Give back exactly the lines running from the line with "Target: upholstered armchair" to the end of the entries, and only those lines.

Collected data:
═══

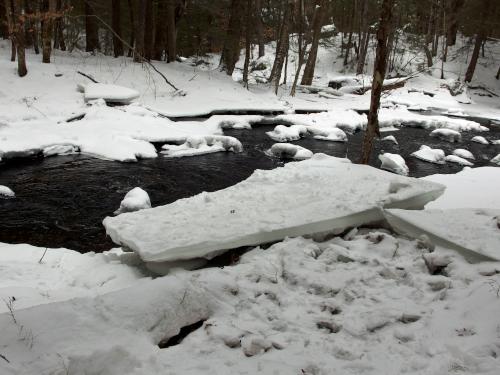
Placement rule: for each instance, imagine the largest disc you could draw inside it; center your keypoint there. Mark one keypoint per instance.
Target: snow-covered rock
(463, 153)
(458, 160)
(283, 133)
(447, 135)
(110, 93)
(474, 233)
(480, 139)
(431, 155)
(469, 188)
(394, 163)
(496, 159)
(289, 151)
(390, 138)
(6, 192)
(135, 200)
(320, 194)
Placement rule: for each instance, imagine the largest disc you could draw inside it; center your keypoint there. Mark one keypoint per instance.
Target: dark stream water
(61, 201)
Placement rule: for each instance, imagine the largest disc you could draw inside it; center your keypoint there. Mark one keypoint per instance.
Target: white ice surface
(475, 233)
(135, 200)
(394, 163)
(6, 192)
(320, 194)
(431, 155)
(470, 188)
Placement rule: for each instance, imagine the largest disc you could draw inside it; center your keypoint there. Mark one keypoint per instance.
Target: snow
(283, 133)
(320, 194)
(463, 153)
(6, 192)
(447, 135)
(496, 159)
(431, 155)
(289, 151)
(367, 300)
(110, 93)
(202, 145)
(474, 233)
(480, 139)
(394, 163)
(390, 138)
(470, 188)
(458, 160)
(135, 200)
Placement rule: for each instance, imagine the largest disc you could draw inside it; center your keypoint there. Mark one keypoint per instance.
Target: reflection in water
(61, 201)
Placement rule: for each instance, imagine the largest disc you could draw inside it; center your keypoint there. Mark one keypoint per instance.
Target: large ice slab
(474, 233)
(322, 194)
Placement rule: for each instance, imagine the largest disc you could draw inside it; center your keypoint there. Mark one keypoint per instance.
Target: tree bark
(91, 28)
(247, 42)
(308, 75)
(231, 50)
(259, 28)
(16, 27)
(117, 27)
(380, 67)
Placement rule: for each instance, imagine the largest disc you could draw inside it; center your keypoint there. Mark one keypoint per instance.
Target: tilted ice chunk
(463, 153)
(60, 150)
(496, 159)
(325, 134)
(474, 233)
(110, 93)
(390, 138)
(289, 151)
(394, 163)
(198, 145)
(6, 192)
(322, 194)
(135, 200)
(458, 160)
(447, 135)
(432, 155)
(480, 139)
(283, 133)
(469, 188)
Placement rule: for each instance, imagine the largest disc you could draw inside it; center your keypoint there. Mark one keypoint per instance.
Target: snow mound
(202, 145)
(320, 194)
(390, 138)
(463, 153)
(458, 160)
(469, 188)
(431, 155)
(480, 139)
(496, 159)
(447, 135)
(109, 93)
(474, 233)
(283, 133)
(135, 200)
(289, 151)
(394, 163)
(6, 192)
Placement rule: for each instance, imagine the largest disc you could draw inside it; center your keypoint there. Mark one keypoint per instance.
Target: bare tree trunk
(308, 75)
(139, 30)
(117, 27)
(247, 42)
(16, 27)
(171, 32)
(49, 7)
(363, 45)
(91, 29)
(380, 67)
(231, 50)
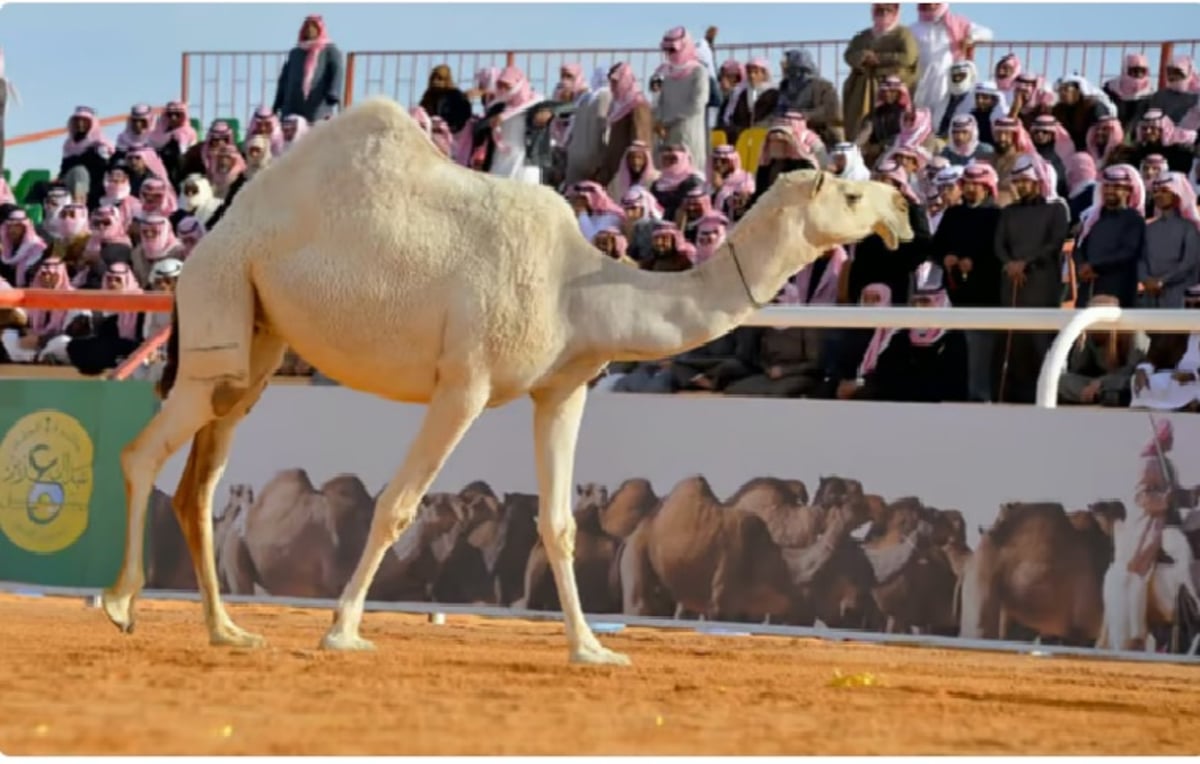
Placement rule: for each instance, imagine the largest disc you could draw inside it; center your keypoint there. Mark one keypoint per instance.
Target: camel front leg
(185, 411)
(557, 417)
(449, 415)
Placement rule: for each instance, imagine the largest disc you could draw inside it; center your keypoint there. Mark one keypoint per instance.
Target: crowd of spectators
(1023, 193)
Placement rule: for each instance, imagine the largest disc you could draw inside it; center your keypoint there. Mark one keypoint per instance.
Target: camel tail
(168, 372)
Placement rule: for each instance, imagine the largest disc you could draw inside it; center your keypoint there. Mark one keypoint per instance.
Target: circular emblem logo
(46, 480)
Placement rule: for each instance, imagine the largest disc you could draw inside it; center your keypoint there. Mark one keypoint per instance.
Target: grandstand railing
(1069, 325)
(223, 84)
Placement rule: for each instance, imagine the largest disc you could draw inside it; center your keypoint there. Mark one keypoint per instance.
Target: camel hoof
(119, 611)
(235, 637)
(346, 643)
(599, 656)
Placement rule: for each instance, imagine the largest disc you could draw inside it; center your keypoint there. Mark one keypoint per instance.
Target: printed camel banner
(984, 522)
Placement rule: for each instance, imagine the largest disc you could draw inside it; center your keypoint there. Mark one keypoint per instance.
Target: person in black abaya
(874, 263)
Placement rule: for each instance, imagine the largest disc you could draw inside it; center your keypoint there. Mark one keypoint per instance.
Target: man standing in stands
(311, 79)
(965, 245)
(1029, 241)
(1113, 240)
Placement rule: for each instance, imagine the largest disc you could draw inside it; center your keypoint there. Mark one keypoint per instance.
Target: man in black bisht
(1113, 240)
(1029, 241)
(965, 246)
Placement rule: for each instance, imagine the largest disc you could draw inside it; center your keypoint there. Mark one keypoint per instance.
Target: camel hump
(346, 488)
(1018, 517)
(479, 487)
(295, 479)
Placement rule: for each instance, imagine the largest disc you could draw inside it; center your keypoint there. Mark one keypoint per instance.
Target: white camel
(402, 275)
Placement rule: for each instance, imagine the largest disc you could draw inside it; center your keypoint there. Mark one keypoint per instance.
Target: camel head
(826, 211)
(241, 498)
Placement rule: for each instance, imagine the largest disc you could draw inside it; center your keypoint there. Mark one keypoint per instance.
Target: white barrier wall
(970, 458)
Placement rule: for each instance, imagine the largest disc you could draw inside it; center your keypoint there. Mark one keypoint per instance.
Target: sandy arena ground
(70, 684)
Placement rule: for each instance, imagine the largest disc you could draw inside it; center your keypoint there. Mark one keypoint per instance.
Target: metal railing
(223, 84)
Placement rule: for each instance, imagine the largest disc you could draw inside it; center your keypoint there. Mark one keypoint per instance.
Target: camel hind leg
(213, 413)
(450, 413)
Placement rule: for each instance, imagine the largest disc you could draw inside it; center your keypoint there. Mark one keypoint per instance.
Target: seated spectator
(990, 104)
(1103, 140)
(142, 164)
(1171, 258)
(157, 198)
(1132, 90)
(754, 101)
(113, 335)
(119, 193)
(71, 240)
(1080, 106)
(264, 124)
(47, 335)
(258, 155)
(312, 77)
(959, 98)
(1031, 98)
(172, 137)
(85, 156)
(1169, 378)
(197, 199)
(731, 74)
(790, 146)
(883, 122)
(1053, 144)
(55, 199)
(723, 162)
(1158, 134)
(874, 263)
(642, 211)
(852, 353)
(669, 250)
(612, 242)
(804, 91)
(711, 233)
(189, 232)
(1182, 90)
(107, 245)
(790, 362)
(1080, 186)
(443, 98)
(918, 365)
(636, 169)
(1101, 365)
(294, 127)
(21, 250)
(201, 158)
(846, 162)
(138, 128)
(736, 196)
(595, 210)
(157, 242)
(677, 176)
(696, 205)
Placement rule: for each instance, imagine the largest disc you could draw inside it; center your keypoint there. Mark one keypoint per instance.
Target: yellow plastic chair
(750, 143)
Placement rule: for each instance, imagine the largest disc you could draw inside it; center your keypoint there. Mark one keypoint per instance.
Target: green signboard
(61, 488)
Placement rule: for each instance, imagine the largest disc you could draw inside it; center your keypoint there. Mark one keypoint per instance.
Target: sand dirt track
(70, 684)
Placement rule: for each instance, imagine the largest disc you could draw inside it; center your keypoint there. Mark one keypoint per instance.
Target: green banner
(61, 488)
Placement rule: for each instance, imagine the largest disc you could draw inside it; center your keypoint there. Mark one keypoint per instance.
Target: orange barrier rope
(138, 356)
(85, 300)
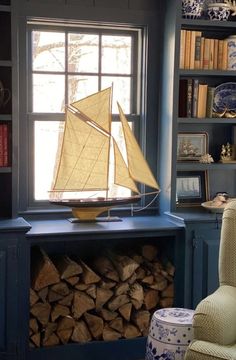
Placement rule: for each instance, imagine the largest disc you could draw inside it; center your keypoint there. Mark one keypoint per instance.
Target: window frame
(136, 90)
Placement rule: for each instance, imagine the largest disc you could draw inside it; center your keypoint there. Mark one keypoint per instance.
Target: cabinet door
(206, 240)
(8, 298)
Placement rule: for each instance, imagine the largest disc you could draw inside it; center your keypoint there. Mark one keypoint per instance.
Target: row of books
(195, 99)
(198, 52)
(4, 145)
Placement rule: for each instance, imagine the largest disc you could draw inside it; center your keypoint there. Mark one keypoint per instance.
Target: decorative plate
(225, 97)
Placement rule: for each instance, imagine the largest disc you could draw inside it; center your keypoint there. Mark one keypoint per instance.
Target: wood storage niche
(111, 294)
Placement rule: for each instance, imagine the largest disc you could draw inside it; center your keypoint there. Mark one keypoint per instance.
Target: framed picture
(191, 146)
(191, 188)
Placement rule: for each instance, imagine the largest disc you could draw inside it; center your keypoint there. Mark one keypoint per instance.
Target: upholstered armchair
(214, 319)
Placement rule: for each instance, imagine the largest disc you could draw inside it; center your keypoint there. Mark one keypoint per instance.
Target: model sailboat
(83, 164)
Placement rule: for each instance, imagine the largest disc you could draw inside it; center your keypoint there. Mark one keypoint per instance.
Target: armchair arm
(215, 317)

═══

*Answer*:
Target: upholstered armchair
(214, 319)
Placement rule: for each instance, imagine the largest disc you could draw inside it; center your keypoint there. Mark one keypoint per instance.
Target: model sailboat
(83, 164)
Placement rule: for each instance, imagine the largest disc you could draw inside it; center your keypoint there. Mark one keypoint per instance.
Target: armchair arm
(215, 317)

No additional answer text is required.